▶ **Short problem**:
Please render the lines below as a Markdown table with the columns Row and Entry. Number each line and omit any blank ones.

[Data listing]
-=-=-

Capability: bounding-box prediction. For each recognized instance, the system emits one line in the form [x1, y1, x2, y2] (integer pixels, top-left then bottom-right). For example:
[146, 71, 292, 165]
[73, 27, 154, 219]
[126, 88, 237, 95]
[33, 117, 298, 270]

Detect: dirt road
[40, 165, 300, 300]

-=-=-

▶ **Full response**:
| Row | Entry |
|---|---|
| 1 | Capability: bounding-box prediction. For each recognized instance, the system emits one line in the form [x1, y1, x2, y2] (integer pixels, top-left then bottom-right). For example: |
| 2 | [146, 71, 292, 165] |
| 3 | [73, 27, 154, 219] |
| 4 | [126, 88, 237, 95] |
| 5 | [33, 117, 298, 270] |
| 6 | Detect: dirt road |
| 7 | [40, 165, 300, 300] |